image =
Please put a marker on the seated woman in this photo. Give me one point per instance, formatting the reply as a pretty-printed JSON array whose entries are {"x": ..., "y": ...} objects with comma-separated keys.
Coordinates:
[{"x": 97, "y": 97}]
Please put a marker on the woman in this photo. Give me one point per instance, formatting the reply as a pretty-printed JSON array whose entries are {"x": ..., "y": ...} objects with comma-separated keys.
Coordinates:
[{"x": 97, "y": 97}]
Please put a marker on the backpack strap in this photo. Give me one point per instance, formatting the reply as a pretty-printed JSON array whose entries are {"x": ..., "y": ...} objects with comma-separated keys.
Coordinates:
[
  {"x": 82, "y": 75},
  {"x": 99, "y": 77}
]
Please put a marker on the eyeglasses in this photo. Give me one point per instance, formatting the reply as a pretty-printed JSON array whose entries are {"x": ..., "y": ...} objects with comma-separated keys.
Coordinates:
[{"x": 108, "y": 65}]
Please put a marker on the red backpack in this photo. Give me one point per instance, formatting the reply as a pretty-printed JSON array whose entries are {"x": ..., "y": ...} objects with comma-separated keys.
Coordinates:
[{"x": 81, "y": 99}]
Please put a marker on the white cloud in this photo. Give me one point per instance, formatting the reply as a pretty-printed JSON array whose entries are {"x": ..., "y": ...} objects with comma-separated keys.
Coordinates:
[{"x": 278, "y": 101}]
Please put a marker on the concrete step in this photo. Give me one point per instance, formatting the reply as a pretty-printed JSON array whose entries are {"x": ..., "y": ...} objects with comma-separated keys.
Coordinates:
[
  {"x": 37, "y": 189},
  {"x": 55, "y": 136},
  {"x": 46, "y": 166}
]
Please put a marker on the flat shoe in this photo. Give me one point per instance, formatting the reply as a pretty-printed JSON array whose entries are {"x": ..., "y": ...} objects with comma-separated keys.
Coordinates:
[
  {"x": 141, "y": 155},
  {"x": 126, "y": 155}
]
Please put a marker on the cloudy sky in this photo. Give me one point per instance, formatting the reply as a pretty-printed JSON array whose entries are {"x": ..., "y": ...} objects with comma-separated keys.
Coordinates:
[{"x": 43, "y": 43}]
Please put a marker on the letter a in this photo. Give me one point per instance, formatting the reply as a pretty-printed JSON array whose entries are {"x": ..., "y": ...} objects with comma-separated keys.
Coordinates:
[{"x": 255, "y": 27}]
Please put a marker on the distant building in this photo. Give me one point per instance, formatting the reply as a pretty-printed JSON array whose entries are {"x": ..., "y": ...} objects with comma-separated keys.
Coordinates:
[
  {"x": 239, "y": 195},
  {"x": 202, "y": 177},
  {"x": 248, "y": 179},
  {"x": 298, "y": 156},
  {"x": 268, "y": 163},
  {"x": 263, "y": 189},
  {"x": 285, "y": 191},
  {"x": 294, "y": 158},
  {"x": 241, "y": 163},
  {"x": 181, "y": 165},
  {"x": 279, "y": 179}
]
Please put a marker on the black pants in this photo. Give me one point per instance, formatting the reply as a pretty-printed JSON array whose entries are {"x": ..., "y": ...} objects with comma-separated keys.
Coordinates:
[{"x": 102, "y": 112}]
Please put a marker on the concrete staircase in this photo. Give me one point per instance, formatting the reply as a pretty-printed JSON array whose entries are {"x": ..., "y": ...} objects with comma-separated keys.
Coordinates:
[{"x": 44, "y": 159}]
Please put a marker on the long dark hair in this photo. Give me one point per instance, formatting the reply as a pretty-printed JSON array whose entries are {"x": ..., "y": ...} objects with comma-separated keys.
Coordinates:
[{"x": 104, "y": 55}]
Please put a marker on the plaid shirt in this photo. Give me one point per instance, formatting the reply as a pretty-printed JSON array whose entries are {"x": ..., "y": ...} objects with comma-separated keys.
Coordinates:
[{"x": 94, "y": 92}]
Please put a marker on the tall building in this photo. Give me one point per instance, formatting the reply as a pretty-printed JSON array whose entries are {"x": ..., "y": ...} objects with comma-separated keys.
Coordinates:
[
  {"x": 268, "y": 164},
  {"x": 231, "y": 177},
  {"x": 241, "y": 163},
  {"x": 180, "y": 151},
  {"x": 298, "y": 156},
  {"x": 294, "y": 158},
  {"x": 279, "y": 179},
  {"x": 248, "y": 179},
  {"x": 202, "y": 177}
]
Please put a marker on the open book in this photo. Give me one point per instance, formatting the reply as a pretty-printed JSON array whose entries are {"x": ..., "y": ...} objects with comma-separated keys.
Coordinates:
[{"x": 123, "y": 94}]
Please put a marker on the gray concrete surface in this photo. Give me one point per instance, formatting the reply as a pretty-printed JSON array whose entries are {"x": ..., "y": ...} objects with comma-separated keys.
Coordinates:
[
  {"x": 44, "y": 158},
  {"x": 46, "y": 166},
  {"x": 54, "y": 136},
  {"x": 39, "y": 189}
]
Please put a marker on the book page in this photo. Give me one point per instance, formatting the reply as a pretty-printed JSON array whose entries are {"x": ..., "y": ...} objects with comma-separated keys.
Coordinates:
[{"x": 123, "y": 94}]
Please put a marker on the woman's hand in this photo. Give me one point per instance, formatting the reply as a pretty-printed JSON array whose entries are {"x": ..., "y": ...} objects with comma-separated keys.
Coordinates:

..........

## Given problem
All the entries above need to be reproduced exactly.

## Task response
image =
Please put a marker on the seated woman in this photo. Give me one point per instance, formatting the reply as a pretty-printed JSON array whose entries are {"x": ..., "y": ...} objects with comma-separated keys.
Coordinates:
[{"x": 97, "y": 97}]
Please put a marker on the woman in this photo. Give me one point per instance, formatting the reply as a pretty-printed JSON array whose entries are {"x": ..., "y": ...} objects with comma-separated keys.
Coordinates:
[{"x": 97, "y": 97}]
Please put a marker on the backpack strap in this photo. Give me one point per instance, formatting the reply as a pretty-printed JSON array whose entries are {"x": ..., "y": ...} objects with comma-separated keys.
Coordinates:
[
  {"x": 82, "y": 75},
  {"x": 99, "y": 77}
]
Please put a marker on the eyeglasses in this photo. Give me one point per instance, formatting the reply as a pretty-printed JSON array whose entries are {"x": ..., "y": ...} objects with comma-separated keys.
Coordinates:
[{"x": 108, "y": 65}]
Please put a marker on the red backpack in this photo. Give me one point per instance, formatting the reply as a pretty-printed JSON array whose entries are {"x": ..., "y": ...} objects with comma-separated keys.
Coordinates:
[{"x": 81, "y": 99}]
Please put a marker on the white cloud in this photo. Give me one point per instance, formatting the reply as a pretty-printed JSON array whose entries are {"x": ..., "y": ...} objects with comma-separated keys.
Coordinates:
[{"x": 278, "y": 101}]
Please put a marker on the concrete step in this photo. Give me one point per instance, formatting the reply as a pretty-printed JSON array whose entries are {"x": ..., "y": ...} objects with comma-separated keys.
Coordinates:
[
  {"x": 37, "y": 189},
  {"x": 55, "y": 136},
  {"x": 46, "y": 166}
]
Please put a marker on the flat shoe in this photo. Give me one point per instance, formatting the reply as a pretty-printed JSON array whose entries are {"x": ..., "y": ...} objects with comma-separated keys.
Coordinates:
[
  {"x": 141, "y": 155},
  {"x": 126, "y": 155}
]
Please put a marker on the cloudy sky in this photo. Give me one point per instance, formatting the reply as a pretty-printed JSON array whose entries are {"x": ..., "y": ...} objects with comma-separated keys.
Coordinates:
[{"x": 43, "y": 43}]
Please put a marker on the letter a in this photo. Give me one point per instance, formatting the reply as a pretty-printed JSON array whose entries are {"x": ..., "y": ...} objects with comma-separated keys.
Coordinates:
[{"x": 255, "y": 27}]
Please put a marker on the distant building in this photo. Give me one point per instance, formatting the reply as a pretty-printed JSON array whose entries are {"x": ..., "y": ...} objects with comma-separated keys.
Coordinates:
[
  {"x": 239, "y": 195},
  {"x": 202, "y": 177},
  {"x": 248, "y": 179},
  {"x": 298, "y": 156},
  {"x": 268, "y": 163},
  {"x": 263, "y": 189},
  {"x": 285, "y": 191},
  {"x": 294, "y": 158},
  {"x": 241, "y": 163},
  {"x": 181, "y": 165},
  {"x": 279, "y": 179}
]
Please put a marker on the black pants in this photo. Give me one point per instance, formatting the reply as a pretty-printed JSON array whose entries are {"x": ..., "y": ...} objects with comma-separated keys.
Coordinates:
[{"x": 102, "y": 112}]
Please put a marker on the concrete staircase in this photo. Give me one point per instance, formatting the reply as a pretty-printed JSON array whose entries are {"x": ..., "y": ...} objects with comma-separated keys.
Coordinates:
[{"x": 44, "y": 159}]
Please put a marker on the long dark hair in this photo. Give me one point per instance, formatting the reply as a pretty-printed JSON array whose entries are {"x": ..., "y": ...} objects with comma-separated keys.
Coordinates:
[{"x": 104, "y": 55}]
Please put a marker on the plaid shirt in this photo. Give me one point per instance, formatting the reply as a pretty-printed JSON array whose entries are {"x": ..., "y": ...} objects with comma-separated keys.
Coordinates:
[{"x": 94, "y": 92}]
Please put a marker on the tall building in this photo. Give me one point per instance, formatting the reply as a pretty-printed JSON array whose entries are {"x": ..., "y": ...} objects with comma-separated keys.
Coordinates:
[
  {"x": 268, "y": 164},
  {"x": 231, "y": 177},
  {"x": 241, "y": 163},
  {"x": 180, "y": 151},
  {"x": 298, "y": 156},
  {"x": 294, "y": 158},
  {"x": 279, "y": 179},
  {"x": 248, "y": 179},
  {"x": 202, "y": 177}
]
Please put a marker on the open book in this photo. Give me one point per instance, formatting the reply as a pretty-printed JSON array whose entries are {"x": ..., "y": ...} objects with comma-separated keys.
Coordinates:
[{"x": 123, "y": 94}]
Please put a marker on the gray concrete surface in this photo. Give me one point per instance, formatting the reply as a pretty-printed JSON array whose entries are {"x": ..., "y": ...} objects with comma-separated keys.
Coordinates:
[
  {"x": 44, "y": 158},
  {"x": 46, "y": 166},
  {"x": 54, "y": 136},
  {"x": 39, "y": 189}
]
Please put a marker on the book page in this photo. Give me one point per instance, formatting the reply as a pretty-printed JSON array whose entries are {"x": ..., "y": ...} objects with comma-separated keys.
Coordinates:
[{"x": 123, "y": 94}]
Please put a marker on the woman's hand in this photo. Give me one point per instance, formatting the reply as a pretty-printed JSON array whose entries are {"x": ..., "y": ...} objects with comma-separated keys.
Coordinates:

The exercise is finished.